• **WHAT YOU SHOULD DO**
List every variable that the code in the forum post below declares with the type string.

=== PAGE TEXT ===

Reputation: 1697
I'm writing an application in C# that cycles through the articles of a local database copy of Wikipedia. I use a bunch of regexes to find the right information in these articles, launch a thread to fetch an image for each article, save the information and go to the next article.
I need to use a list of proxy to download these images to not get banned from google. As proxy can be slow, I use threads to make parallel downloads.
If I don't use threads, the application is working right but it takes a while to get all the information.
If I use threads, the application is working until it uses around 500 threads and then I get a OutOfMemory exception.
The thing is it use only ~300Mo of RAM so it don't uses all the memory of either the total memory availlable (8Go) and the memory allocated to a single 32bit application.
Is there a limit of thread per application ?
EDIT:
Here is the code to download the poster (started with getPosterAsc()).
string ddlValue = "";
private void tryDownload(object obj)
{
WebClient webClientProxy = new WebClient();
Tuple<WebProxy, int> proxy = (Tuple<WebProxy, int>)((object[])obj)[0];
if (proxy != null)
webClientProxy.Proxy = proxy.Item1;
try
{
ddlValue = webClientProxy.DownloadString((string)((object[])obj)[1]);
}
catch (Exception ex) {
ddlValue = "";
Console.WriteLine("trydownload:" + ex.Message);
}
webClientProxy.Dispose();
}
public void getPoster(object options = null)
{
if (options == null)
options = new object[2] { toSave, false };
if (!AppVar.debugMode && AppVar.getImages && this.getImage)
{
if (this.original_name != "" && !this.ambName && this.suitable)
{
Log.CountImgInc();
MatchCollection MatchList;
string basic_options = "";
string value = "";
WebClient webClient = new WebClient();
Regex reg;
bool found = false;
if (original_name.Split(' ').Length > 1) image_options = "";
if (!found)
{
bool succes = false;
int countTry = 0;
while (!succes)
{
Tuple<WebProxy, int> proxy = null;
if (countTry != 5)
proxy = Proxy.getProxy();
try
{
Thread t = new Thread(tryDownload);
if (!(bool)((object[])options)[1])
t.Start(new object[] { proxy, @"http://www.google.com/search?as_st=y&tbm=isch&as_q=" + image_options + "+" + basic_options + "+" + image_options_before + "%22" + simplify(original_name) + "%22+" + " OR %22" + original_name + "%22+" + image_options_after + this.image_format });
else
t.Start(new object[] { proxy, @"http://www.google.com/search?as_st=y&tbm=isch&as_q=" + image_options + "+" + basic_options + "+" + image_options_before + "%22" + simplify(original_name) + "%22+" + " OR %22" + original_name + "%22+" + image_options_after + "&biw=1218&bih=927&tbs=isz:ex,iszw:758,iszh:140,ift:jpg&tbm=isch&source=lnt&sa=X&ei=kuG7T6qaOYKr-gafsOHNCg&ved=0CIwBEKcFKAE" });
if (!t.Join(40000))

=== STORED RECORDS ===

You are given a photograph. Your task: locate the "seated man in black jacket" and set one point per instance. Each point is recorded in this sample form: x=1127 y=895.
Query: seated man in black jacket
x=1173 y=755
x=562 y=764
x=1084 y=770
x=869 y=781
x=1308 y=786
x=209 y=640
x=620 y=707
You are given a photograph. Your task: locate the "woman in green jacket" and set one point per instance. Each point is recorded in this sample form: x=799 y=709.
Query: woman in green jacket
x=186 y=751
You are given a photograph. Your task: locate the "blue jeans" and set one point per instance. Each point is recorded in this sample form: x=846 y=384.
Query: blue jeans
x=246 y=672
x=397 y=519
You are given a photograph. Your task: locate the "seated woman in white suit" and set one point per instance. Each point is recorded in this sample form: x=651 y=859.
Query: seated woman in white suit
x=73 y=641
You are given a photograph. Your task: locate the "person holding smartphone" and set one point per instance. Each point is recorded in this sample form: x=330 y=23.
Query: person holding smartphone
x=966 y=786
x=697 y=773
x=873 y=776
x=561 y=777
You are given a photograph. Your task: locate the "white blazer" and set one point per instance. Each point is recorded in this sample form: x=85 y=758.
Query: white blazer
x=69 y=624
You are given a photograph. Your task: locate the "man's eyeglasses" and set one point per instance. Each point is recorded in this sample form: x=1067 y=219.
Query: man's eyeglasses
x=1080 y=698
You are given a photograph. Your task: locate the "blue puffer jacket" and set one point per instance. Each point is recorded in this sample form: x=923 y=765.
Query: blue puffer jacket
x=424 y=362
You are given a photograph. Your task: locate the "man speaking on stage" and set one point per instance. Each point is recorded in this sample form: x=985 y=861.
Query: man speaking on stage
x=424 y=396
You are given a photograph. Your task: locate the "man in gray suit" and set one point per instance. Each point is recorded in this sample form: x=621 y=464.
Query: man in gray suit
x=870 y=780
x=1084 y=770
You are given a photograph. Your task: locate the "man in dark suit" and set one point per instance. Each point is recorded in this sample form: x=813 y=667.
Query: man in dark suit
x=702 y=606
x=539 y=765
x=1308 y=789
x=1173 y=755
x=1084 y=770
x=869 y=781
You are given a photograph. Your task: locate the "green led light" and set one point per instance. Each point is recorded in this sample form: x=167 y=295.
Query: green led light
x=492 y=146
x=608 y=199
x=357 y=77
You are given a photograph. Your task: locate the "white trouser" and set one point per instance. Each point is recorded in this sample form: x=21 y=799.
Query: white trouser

===

• **SOLVED PROBLEM**
ddlValue, basic_options, value